Liz Cheney answers a question from a reporter after announcing her bid for Senate in Wyoming.


Liz Cheney answers a question from a reporter after announcing her bid for Senate in Wyoming.






  • Timothy Stanley: Running for Senate, Liz Cheney misstepped over fishing license

  • He says in her challenge to Sen. Mike Enzi, many see her as outsider to Wyoming

  • He says her connection is mostly through dad; she's national figure, not local

  • Stanley: Her no-compromise conservatism a tough sell




Editor's note: Timothy Stanley is a historian at Oxford University and blogs for Britain's The Daily Telegraph. He is the author of "The Crusader: The Life and Times of Pat Buchanan."


(CNN) -- Something I love about American politics: A political candidacy can be sunk by a fishing license. Liz Cheney's run for the Republican Senate nomination from Wyoming suffered a setback after it was discovered that she bought a $24 fishing license last year without having lived in the state for a year.


With surreal seriousness, a spokesman for the Wyoming Game and Fish Department said of the scandal, "We have an ongoing investigation. The law is extremely complicated."

Raw records ->

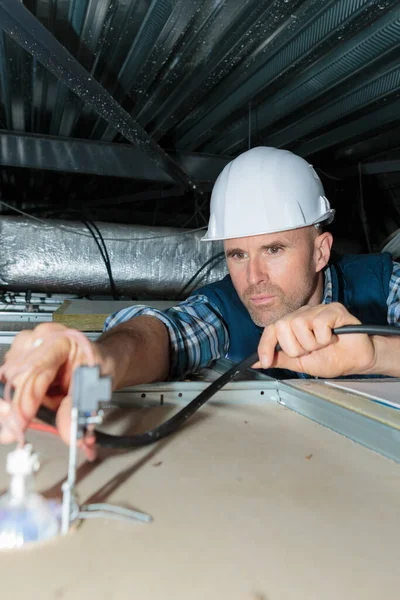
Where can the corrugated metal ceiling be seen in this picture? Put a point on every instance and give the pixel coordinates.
(189, 77)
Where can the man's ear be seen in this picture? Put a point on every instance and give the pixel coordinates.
(322, 250)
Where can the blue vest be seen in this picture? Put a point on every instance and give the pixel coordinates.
(359, 282)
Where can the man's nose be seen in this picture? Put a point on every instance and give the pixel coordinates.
(256, 272)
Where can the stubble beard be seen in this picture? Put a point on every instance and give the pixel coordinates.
(280, 306)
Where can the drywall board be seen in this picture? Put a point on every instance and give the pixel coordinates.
(361, 419)
(249, 503)
(89, 315)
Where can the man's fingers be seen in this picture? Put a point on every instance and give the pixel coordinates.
(287, 339)
(63, 419)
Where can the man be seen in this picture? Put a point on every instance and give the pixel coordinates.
(269, 207)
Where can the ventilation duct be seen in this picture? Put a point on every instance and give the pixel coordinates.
(62, 257)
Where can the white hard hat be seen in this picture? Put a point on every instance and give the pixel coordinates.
(266, 190)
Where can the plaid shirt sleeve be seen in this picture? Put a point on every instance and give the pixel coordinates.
(393, 301)
(198, 335)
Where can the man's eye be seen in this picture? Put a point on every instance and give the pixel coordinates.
(274, 249)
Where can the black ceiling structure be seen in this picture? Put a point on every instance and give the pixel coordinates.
(130, 108)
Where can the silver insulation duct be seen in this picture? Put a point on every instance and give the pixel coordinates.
(62, 257)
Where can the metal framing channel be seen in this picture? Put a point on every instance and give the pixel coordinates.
(368, 432)
(366, 124)
(24, 28)
(100, 158)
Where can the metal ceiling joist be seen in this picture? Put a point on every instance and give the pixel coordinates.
(99, 158)
(24, 28)
(314, 32)
(348, 65)
(365, 125)
(379, 87)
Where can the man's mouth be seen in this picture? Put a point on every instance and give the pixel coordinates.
(261, 299)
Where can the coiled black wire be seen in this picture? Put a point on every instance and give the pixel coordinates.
(170, 426)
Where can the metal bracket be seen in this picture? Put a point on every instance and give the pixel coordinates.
(89, 390)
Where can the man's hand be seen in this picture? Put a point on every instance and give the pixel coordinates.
(309, 345)
(39, 366)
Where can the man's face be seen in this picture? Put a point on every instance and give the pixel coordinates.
(277, 273)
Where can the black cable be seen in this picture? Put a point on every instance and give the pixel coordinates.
(218, 256)
(104, 253)
(170, 426)
(100, 243)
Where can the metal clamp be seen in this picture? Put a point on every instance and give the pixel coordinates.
(89, 390)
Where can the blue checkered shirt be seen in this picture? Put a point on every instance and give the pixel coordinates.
(198, 335)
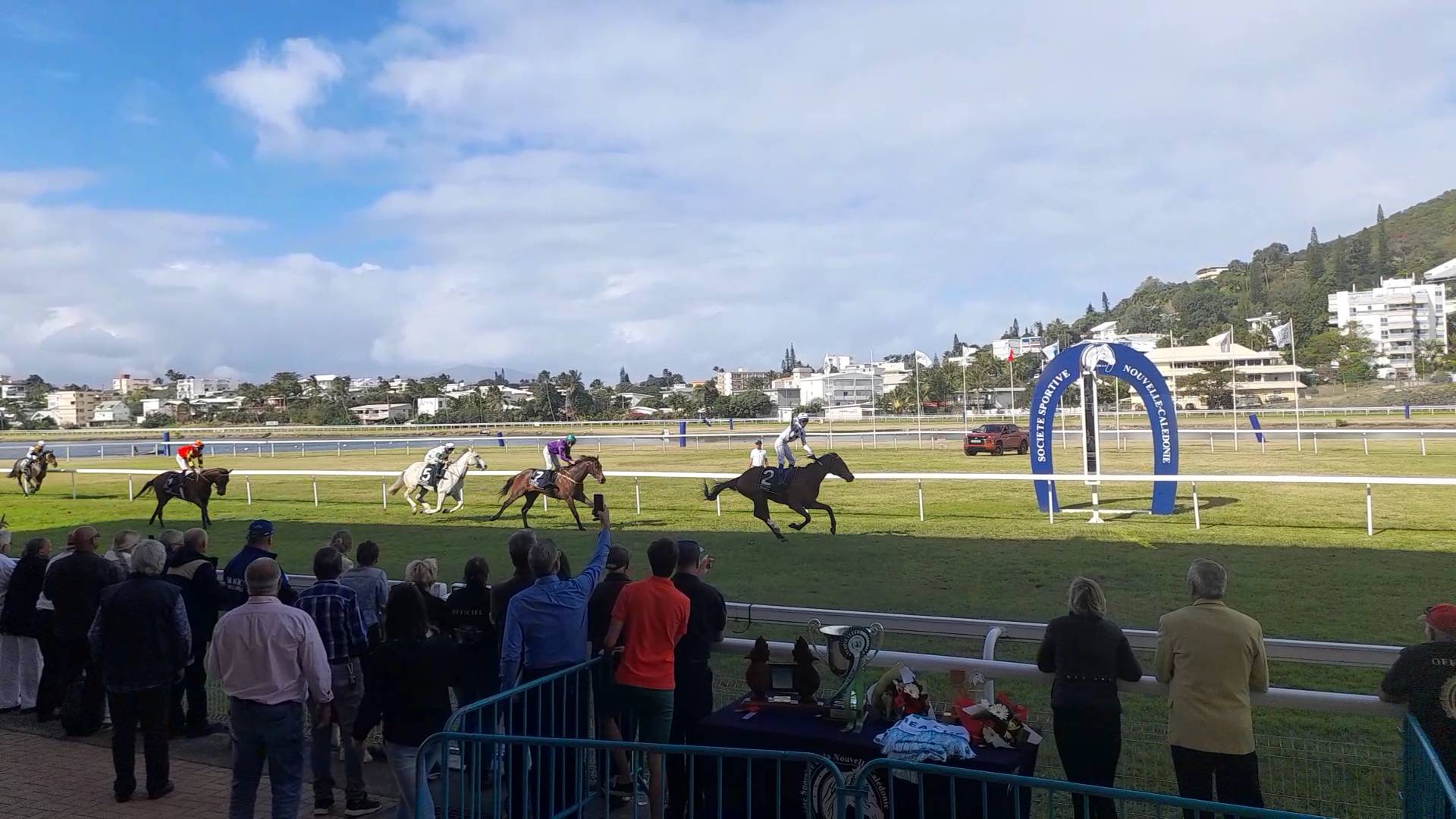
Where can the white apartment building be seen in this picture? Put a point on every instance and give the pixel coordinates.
(73, 407)
(730, 382)
(1024, 346)
(1395, 316)
(1261, 376)
(200, 387)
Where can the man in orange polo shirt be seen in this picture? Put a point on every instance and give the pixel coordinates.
(650, 617)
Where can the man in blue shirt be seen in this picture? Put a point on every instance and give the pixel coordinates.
(545, 632)
(235, 582)
(335, 611)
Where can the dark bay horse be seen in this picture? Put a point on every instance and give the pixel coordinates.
(196, 490)
(800, 496)
(33, 475)
(566, 487)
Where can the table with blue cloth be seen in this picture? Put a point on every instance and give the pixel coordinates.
(764, 789)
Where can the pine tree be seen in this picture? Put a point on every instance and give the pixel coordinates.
(1382, 243)
(1313, 257)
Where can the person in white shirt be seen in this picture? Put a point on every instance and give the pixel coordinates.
(795, 431)
(758, 457)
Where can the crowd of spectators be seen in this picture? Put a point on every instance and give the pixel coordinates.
(137, 632)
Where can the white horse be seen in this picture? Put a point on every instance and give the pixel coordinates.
(450, 484)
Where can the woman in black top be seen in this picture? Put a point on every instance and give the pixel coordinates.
(410, 691)
(1088, 653)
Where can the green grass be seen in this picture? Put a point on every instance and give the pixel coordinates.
(1298, 556)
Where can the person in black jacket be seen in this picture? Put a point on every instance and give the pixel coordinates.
(19, 627)
(143, 642)
(73, 586)
(1088, 653)
(196, 575)
(410, 691)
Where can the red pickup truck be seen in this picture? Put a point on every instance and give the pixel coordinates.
(996, 439)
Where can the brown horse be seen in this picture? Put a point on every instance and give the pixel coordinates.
(196, 490)
(566, 487)
(800, 494)
(33, 474)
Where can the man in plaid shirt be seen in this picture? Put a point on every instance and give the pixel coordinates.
(335, 610)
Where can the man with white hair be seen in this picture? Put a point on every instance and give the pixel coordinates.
(1212, 657)
(143, 642)
(270, 659)
(1424, 678)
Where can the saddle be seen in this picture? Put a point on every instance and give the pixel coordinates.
(775, 480)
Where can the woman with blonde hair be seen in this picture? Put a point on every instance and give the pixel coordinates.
(1088, 653)
(424, 573)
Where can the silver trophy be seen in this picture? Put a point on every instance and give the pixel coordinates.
(848, 651)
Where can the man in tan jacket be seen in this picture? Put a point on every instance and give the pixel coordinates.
(1212, 657)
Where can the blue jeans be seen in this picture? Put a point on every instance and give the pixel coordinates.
(402, 760)
(273, 733)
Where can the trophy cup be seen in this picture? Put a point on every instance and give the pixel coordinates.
(848, 651)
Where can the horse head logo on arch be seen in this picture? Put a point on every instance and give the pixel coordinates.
(1122, 362)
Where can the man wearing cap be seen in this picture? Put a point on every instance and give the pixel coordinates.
(235, 580)
(693, 692)
(1424, 679)
(1212, 657)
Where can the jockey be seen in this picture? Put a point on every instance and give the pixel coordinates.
(190, 457)
(555, 452)
(437, 460)
(797, 430)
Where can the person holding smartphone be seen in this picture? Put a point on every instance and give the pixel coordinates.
(693, 694)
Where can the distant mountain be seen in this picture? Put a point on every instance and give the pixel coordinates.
(1292, 284)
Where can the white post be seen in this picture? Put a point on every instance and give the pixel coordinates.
(1197, 523)
(1369, 512)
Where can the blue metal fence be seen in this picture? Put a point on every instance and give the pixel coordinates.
(1427, 787)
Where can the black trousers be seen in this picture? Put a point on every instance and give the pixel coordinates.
(1237, 777)
(692, 703)
(150, 708)
(554, 779)
(1090, 744)
(193, 689)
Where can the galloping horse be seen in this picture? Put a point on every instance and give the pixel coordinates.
(566, 487)
(196, 490)
(450, 483)
(33, 474)
(800, 494)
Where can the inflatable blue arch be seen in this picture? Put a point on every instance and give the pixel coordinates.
(1122, 362)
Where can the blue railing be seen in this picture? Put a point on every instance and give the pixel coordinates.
(1427, 787)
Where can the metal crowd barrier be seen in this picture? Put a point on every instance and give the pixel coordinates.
(1427, 787)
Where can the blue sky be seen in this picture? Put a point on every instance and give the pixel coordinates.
(381, 188)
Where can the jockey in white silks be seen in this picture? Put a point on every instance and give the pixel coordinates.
(797, 430)
(437, 460)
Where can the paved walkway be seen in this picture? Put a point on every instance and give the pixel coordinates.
(47, 776)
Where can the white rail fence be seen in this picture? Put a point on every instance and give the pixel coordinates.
(1369, 483)
(992, 632)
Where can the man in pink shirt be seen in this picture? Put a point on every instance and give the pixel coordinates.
(270, 661)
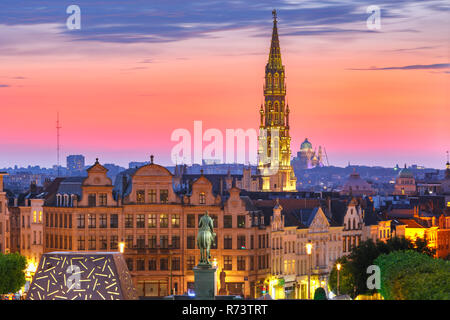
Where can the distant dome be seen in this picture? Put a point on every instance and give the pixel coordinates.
(306, 145)
(357, 186)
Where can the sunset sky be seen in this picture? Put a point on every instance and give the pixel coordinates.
(138, 70)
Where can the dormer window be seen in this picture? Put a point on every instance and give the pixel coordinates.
(202, 198)
(140, 196)
(102, 197)
(92, 200)
(58, 200)
(164, 195)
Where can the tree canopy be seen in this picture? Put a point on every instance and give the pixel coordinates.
(12, 272)
(353, 275)
(320, 294)
(410, 275)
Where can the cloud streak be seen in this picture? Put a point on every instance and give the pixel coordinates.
(158, 21)
(410, 67)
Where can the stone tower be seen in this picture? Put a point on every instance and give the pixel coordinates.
(274, 150)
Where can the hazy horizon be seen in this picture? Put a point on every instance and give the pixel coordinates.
(134, 73)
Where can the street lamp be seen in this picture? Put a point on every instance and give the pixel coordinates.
(338, 267)
(121, 246)
(309, 251)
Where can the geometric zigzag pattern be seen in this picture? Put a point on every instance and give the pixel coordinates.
(82, 276)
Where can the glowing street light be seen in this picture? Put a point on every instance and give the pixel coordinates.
(121, 247)
(338, 267)
(309, 251)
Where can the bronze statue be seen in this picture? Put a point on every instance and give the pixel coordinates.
(205, 238)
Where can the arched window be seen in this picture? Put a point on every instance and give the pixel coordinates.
(202, 199)
(276, 80)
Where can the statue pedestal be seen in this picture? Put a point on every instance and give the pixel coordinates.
(205, 282)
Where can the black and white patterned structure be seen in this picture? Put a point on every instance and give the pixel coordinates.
(82, 276)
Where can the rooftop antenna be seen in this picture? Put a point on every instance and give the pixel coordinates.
(57, 142)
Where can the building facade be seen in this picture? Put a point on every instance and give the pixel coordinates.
(4, 219)
(159, 228)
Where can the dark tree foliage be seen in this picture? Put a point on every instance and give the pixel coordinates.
(346, 281)
(410, 275)
(12, 272)
(320, 294)
(364, 256)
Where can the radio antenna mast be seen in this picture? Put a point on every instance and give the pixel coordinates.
(57, 143)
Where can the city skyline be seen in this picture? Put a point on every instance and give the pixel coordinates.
(374, 98)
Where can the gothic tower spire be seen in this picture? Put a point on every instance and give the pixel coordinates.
(275, 122)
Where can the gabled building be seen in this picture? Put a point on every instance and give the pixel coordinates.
(4, 219)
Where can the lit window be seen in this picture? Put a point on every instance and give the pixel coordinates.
(202, 198)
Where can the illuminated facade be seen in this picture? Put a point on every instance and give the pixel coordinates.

The tasks ->
**A.** According to the commentary on Liz Cheney's Senate bid, how much did the fishing license she bought last year cost?
**B.** Pick up the commentary on Liz Cheney's Senate bid after its final sentence and carry it forward.

Outputs in order ->
**A.** $24.

**B.**
A Republican strategist living in Wyoming added, "It's a serious misstep. Allegedly poaching in a state where being a resident sportsman is, by law, an earned privilege. Wyoming people will take this very seriously."



Timothy Stanley


Will they really? The primary election between challenger Cheney and the popular incumbent, Sen. Mike Enzi, is a whole year away, and I struggle to believe that it'll be lost for want of a fishing license. But it is a sign of trouble ahead for Cheney.


Polls show that she's perceived to be an outsider -- and she's starting to learn that you can make a big name for yourself in national conservative politics but still fail to get traction at a state level. For good reason.


Cheney's only real, substantive link to Wyoming is through her father, Dick, who served for 10 years as a congressman. Otherwise, she was born in Wisconsin, lived much of her life in the D.C. area, went to college in Colorado and Chicago and made her name working for the George W. Bush administration. Not a lot of Wyoming in that CV at all.


Instead, her credentials to represent the state are partly political rather than local. Cheney is a talented administrator and activist -- a strong public speaker who can bring a tea party crowd to its feet. The level of respect that she's engendered speaks to her abilities, but also her links to the national, rather than Wyoming, political establishment.





Enzi: I'm not surprised about Cheney




Liz Cheney to challenge GOP senator




Liz Cheney's battle for Senate

When The Washington Post wrote a friendly profile of Cheney, the Daily Caller (significantly, a scrappy conservative website) took the big names quoted in support of her and showed up their hyperbole.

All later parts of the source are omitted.